▶ **WHAT THIS TASK INVOLVES**
Please repeat all of the lines that follow, exactly as written.

>> Begin

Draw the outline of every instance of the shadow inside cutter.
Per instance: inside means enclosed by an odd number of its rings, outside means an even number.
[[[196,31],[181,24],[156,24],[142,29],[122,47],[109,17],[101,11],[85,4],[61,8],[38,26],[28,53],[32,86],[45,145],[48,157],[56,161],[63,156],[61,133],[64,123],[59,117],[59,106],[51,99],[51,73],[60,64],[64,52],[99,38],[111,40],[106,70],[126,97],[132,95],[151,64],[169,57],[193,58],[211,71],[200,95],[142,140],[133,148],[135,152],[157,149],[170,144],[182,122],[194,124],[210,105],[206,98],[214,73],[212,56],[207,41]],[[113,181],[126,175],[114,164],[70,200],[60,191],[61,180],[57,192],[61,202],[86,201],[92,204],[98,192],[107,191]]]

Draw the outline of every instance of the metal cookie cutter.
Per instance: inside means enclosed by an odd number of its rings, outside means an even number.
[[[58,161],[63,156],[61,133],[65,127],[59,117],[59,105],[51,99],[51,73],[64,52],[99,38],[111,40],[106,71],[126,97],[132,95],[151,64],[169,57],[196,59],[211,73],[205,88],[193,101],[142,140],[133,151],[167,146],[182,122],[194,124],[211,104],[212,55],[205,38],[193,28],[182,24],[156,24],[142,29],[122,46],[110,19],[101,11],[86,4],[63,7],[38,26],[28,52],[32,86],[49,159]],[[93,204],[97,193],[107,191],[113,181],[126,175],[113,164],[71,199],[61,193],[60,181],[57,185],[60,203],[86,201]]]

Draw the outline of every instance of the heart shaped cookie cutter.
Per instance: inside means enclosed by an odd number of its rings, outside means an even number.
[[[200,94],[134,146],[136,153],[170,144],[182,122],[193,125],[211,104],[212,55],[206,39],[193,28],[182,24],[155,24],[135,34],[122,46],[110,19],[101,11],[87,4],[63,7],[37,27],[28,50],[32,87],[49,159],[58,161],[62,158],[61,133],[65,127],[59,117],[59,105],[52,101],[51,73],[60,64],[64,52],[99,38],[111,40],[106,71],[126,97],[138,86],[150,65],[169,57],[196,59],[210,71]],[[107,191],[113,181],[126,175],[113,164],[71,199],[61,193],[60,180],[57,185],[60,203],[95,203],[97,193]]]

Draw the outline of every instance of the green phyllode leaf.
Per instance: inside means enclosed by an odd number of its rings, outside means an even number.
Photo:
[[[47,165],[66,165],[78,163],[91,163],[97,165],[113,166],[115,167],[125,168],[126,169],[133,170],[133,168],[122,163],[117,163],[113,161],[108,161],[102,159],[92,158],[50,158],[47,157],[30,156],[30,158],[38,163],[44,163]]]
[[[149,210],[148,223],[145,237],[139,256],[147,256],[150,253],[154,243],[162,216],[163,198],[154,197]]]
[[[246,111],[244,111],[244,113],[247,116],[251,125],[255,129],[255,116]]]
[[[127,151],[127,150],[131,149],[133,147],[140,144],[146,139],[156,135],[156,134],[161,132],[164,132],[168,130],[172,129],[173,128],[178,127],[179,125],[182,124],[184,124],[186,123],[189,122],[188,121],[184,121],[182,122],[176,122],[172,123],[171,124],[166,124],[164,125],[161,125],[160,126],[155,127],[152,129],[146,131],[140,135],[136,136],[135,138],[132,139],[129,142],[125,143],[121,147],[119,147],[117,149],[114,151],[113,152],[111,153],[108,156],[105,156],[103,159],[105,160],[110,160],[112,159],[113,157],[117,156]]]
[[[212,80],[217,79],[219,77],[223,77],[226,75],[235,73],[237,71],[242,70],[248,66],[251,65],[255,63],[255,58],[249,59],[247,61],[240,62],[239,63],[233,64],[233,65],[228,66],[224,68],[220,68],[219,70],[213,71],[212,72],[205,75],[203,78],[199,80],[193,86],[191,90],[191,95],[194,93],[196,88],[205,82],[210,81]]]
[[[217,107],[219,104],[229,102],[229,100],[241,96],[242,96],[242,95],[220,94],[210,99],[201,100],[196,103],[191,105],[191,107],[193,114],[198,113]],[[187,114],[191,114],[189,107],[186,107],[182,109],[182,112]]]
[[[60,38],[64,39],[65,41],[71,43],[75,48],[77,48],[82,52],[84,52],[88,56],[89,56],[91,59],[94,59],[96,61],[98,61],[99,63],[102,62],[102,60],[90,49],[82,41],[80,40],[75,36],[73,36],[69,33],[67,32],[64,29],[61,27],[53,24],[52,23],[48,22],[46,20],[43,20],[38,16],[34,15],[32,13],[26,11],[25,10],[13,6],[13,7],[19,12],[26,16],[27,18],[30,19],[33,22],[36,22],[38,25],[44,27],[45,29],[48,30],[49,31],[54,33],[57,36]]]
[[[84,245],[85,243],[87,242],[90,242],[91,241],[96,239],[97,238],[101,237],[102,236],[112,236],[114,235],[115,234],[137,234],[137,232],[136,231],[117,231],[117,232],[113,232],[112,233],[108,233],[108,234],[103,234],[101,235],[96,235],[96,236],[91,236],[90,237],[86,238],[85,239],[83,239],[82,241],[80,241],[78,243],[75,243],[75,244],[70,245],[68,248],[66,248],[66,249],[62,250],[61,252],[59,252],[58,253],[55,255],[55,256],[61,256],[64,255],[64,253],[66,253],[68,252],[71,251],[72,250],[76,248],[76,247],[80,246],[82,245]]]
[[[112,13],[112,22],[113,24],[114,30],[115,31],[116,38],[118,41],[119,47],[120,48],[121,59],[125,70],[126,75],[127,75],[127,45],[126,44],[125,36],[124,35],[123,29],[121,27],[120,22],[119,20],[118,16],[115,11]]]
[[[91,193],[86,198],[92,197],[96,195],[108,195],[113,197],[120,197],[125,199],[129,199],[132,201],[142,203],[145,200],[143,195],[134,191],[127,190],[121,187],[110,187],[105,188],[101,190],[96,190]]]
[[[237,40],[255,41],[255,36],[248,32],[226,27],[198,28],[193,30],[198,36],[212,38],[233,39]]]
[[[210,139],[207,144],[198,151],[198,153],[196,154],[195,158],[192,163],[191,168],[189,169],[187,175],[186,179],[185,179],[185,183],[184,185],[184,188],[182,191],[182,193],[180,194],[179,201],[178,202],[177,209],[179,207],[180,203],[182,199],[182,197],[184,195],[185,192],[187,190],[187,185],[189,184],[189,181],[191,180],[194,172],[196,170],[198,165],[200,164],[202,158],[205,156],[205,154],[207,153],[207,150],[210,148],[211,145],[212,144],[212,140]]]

>> End

▶ **RESULT FOR THIS EXERCISE**
Draw the outline of every instance of the shadow inside cutter.
Per instance: inside means enclosed by an odd number of its rings, outside means an even number.
[[[196,31],[181,24],[156,24],[142,29],[122,47],[109,17],[101,11],[85,4],[61,8],[38,26],[28,53],[32,86],[45,145],[48,157],[56,161],[63,156],[61,133],[64,123],[59,117],[59,106],[51,99],[51,73],[60,64],[64,52],[99,38],[111,40],[106,70],[126,97],[132,95],[151,64],[169,57],[193,58],[211,71],[200,95],[142,140],[133,148],[135,152],[157,149],[170,144],[182,122],[194,124],[210,105],[206,98],[214,73],[212,56],[207,41]],[[113,181],[126,175],[114,164],[70,200],[60,191],[61,180],[57,192],[61,202],[86,201],[92,204],[98,192],[107,191]]]

Draw the outline of every instance of the metal cookie cutter.
Per instance: inside means enclosed by an odd number of its rings, outside means an even number.
[[[58,161],[63,156],[61,133],[65,127],[59,117],[59,105],[51,99],[51,73],[64,52],[99,38],[111,40],[106,71],[126,97],[132,95],[151,64],[169,57],[196,59],[211,73],[205,88],[193,101],[142,140],[133,151],[167,146],[182,122],[194,124],[211,104],[212,55],[205,38],[193,28],[182,24],[156,24],[142,29],[122,46],[110,19],[101,11],[86,4],[63,7],[38,26],[28,52],[32,86],[49,159]],[[93,204],[97,193],[107,191],[113,181],[126,175],[113,164],[71,199],[61,193],[60,181],[57,185],[60,203],[86,201]]]

Draw the outline of every instance of the heart shaped cookie cutter.
Per instance: inside means enclosed by an odd number of its rings, outside means an even number.
[[[200,94],[134,146],[136,153],[170,144],[182,122],[193,125],[211,104],[212,55],[206,39],[193,28],[182,24],[155,24],[135,34],[122,46],[110,19],[101,11],[87,4],[63,7],[37,27],[28,50],[32,87],[49,159],[58,161],[62,158],[61,133],[65,127],[59,117],[59,105],[52,101],[51,73],[60,64],[64,52],[99,38],[111,40],[106,71],[126,97],[138,86],[150,65],[169,57],[196,59],[210,71]],[[107,191],[113,181],[126,175],[113,164],[71,199],[61,193],[60,180],[57,185],[60,203],[95,203],[97,193]]]

Draw the outline of every instance of the green phyllode leaf.
Per instance: inside means enclosed by an odd number of its rings, outside means an even number.
Photo:
[[[47,165],[66,165],[78,163],[91,163],[97,165],[113,166],[115,167],[125,168],[126,169],[133,170],[133,168],[122,163],[117,163],[113,161],[108,161],[102,159],[92,158],[50,158],[47,157],[30,156],[30,158],[38,163],[44,163]]]
[[[149,210],[148,223],[145,237],[139,256],[147,256],[150,253],[154,243],[162,216],[163,198],[154,197]]]
[[[246,111],[244,111],[244,113],[247,116],[251,125],[255,129],[255,116]]]
[[[127,151],[127,150],[131,149],[133,147],[140,144],[146,139],[156,135],[156,134],[161,132],[164,132],[168,130],[172,129],[173,128],[178,127],[179,125],[182,124],[184,124],[186,123],[189,122],[188,121],[184,121],[182,122],[176,122],[172,123],[171,124],[166,124],[164,125],[161,125],[160,126],[155,127],[152,129],[146,131],[140,135],[136,136],[135,138],[132,139],[129,142],[125,143],[121,147],[119,147],[117,149],[114,151],[113,152],[111,153],[108,156],[105,156],[103,159],[105,160],[110,160],[112,159],[113,157],[117,156]]]
[[[212,80],[217,79],[219,77],[223,77],[226,75],[235,73],[237,71],[242,70],[248,66],[251,65],[255,63],[255,58],[249,59],[247,61],[240,62],[239,63],[233,64],[233,65],[228,66],[224,68],[220,68],[219,70],[213,71],[212,72],[205,75],[203,78],[199,80],[193,86],[191,90],[191,95],[194,93],[196,88],[205,82],[210,81]]]
[[[217,107],[219,104],[229,102],[229,100],[241,96],[242,96],[242,95],[220,94],[210,99],[201,100],[196,103],[191,105],[191,107],[193,114],[198,113]],[[187,114],[191,114],[189,107],[186,107],[182,109],[182,112]]]
[[[60,38],[64,39],[65,41],[71,43],[75,48],[77,48],[82,52],[84,52],[88,56],[89,56],[91,59],[94,59],[96,61],[98,61],[99,63],[102,62],[102,60],[90,49],[82,41],[80,40],[75,36],[73,36],[69,33],[67,32],[64,29],[61,27],[53,24],[52,23],[48,22],[46,20],[43,20],[38,16],[34,15],[32,13],[26,11],[25,10],[13,6],[13,7],[19,12],[26,16],[27,18],[30,19],[33,22],[36,22],[38,25],[44,27],[45,29],[48,30],[49,31],[54,33],[57,36]]]
[[[84,245],[85,243],[87,242],[90,242],[91,241],[96,239],[97,238],[101,237],[102,236],[112,236],[114,235],[115,234],[137,234],[137,232],[136,231],[117,231],[117,232],[113,232],[112,233],[108,233],[108,234],[103,234],[101,235],[96,235],[96,236],[91,236],[90,237],[86,238],[85,239],[83,239],[82,241],[80,241],[78,243],[75,243],[75,244],[70,245],[68,248],[66,248],[66,249],[62,250],[61,252],[59,252],[58,253],[55,255],[55,256],[61,256],[64,255],[64,253],[66,253],[68,252],[71,251],[72,250],[76,248],[76,247],[80,246],[82,245]]]
[[[112,13],[112,22],[113,24],[114,30],[115,31],[116,38],[118,41],[119,47],[120,48],[121,59],[125,70],[126,75],[127,75],[127,45],[126,44],[125,36],[124,35],[123,29],[121,27],[120,22],[119,20],[118,16],[115,11]]]
[[[91,193],[86,198],[92,197],[96,195],[108,195],[113,197],[120,197],[125,199],[129,199],[132,201],[142,203],[145,200],[143,195],[134,191],[127,190],[121,187],[110,187],[105,188],[101,190],[96,190]]]
[[[237,40],[255,41],[255,36],[248,32],[226,27],[198,28],[193,30],[198,36],[212,38],[233,39]]]
[[[210,139],[207,144],[198,151],[198,153],[196,154],[195,158],[192,163],[191,168],[189,169],[187,175],[186,179],[185,179],[185,183],[184,185],[184,188],[182,191],[182,193],[180,194],[179,201],[178,202],[177,209],[179,207],[180,203],[182,199],[182,197],[184,195],[185,192],[187,190],[187,185],[189,184],[189,181],[191,180],[194,172],[196,170],[198,165],[200,164],[202,158],[205,156],[205,154],[207,153],[207,150],[210,148],[211,145],[212,144],[212,140]]]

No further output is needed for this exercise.